▸ **Your objective**: Please continue the piece on wedding costs, picking up after its final sentence, "Hang the cost and enjoy the celebration!"

And $54,000 is also about 64 per cent of the average Australian wage. Of course, if we’re talking couples, that means a larger income pool to draw on (do the bride’s parents still foot the bill?).

But even if a couple is sharing the cost, and presuming they’re each earning the average wage, a wedding could equate to 35 per cent of their combined annual income. That means one third of all the work they do in one year is devoted to a ceremony and reception that runs roughly as long as one working day. In other words, each party would need a job that paid about $3300 an hour to make the whole exercise worth a day’s work.

Chances of that? Pretty slim.

So what’s the point? Why spend so much on a wedding? And keep in mind that an average is only calculated on a sum of parts. Some people spend far more on their bridal bash than the paltry $54,000.

Yet, as someone planning a wedding, I know how easy it is to part with the cash. Even for a small, intimate gathering such as ours – although our costs may have something to do with a guestlist comprising journalists and political types and two families who know how to enjoy good champagne.

And why shouldn’t your wedding be a big celebration? Why shouldn’t you afford yourselves and your guests the pleasure of nice food and drink and fragrant, tastefully arranged centrepieces? You’re only going to do it once, right? May as well do it in a dress that fits and looks fantastic, in a place as memorable as your vows, with cake they can eat, with pleasure, till the small hours of a momentous occasion. Hang the cost and enjoy the celebration!

[Items stored from a collection]
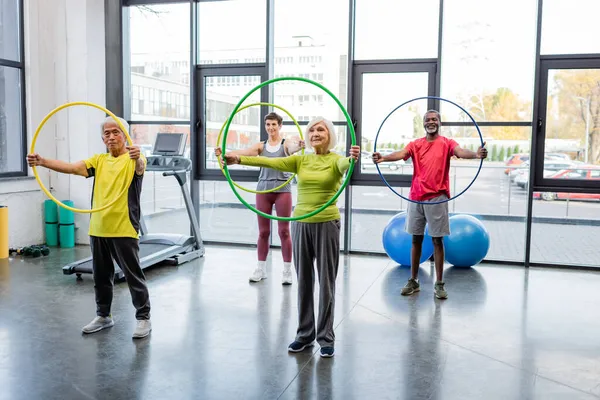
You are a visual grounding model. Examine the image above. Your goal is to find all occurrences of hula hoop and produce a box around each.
[373,96,483,204]
[217,103,304,194]
[29,101,135,214]
[221,76,356,221]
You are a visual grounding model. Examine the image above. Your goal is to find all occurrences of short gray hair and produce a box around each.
[100,116,129,136]
[304,117,337,150]
[423,110,442,122]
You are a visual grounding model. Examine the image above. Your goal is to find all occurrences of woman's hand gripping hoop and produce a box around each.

▸ **Exercise output**:
You won’t live to regret it. Right?

Well, I know a couple who did. They had sunk tens of thousands of dollars they didn’t really have into a wedding they didn’t really want. The debt they carried almost destroyed their relationship, not to mention the relationships they shared with the family and friends who set the standard so high. They are still paying for one day years later, in more ways than one. They’ll make it through because they love each other deeply. And they didn’t need a big wedding to prove it.

And that’s the point. A wedding isn’t a marriage. A wedding is a ceremony that officiates the union between two people. Specifically, a man and a woman in Australia’s current, narrow view. A wedding is also a great excuse for a party. But a party that costs as much as a very nice new car? Or luxury round-the-world trip? Is it wise to pour so much money into just one day?

Ultimately how much money is spent on a wedding is a decision every couple should make for itself. It’s a decision that should be balanced against their future together, not the immediate expectations of everyone around them. It’s about living within one’s means, not how one wishes one could.

We do need to put a stop to this culture that demands overspending. Far better to cultivate a community that values the bigger, deeper meaning of now and forever than the flashy, splashy blingy things that have become hitched to the sentiment.

Yet the cost keeps going up.

Have we lost the battle?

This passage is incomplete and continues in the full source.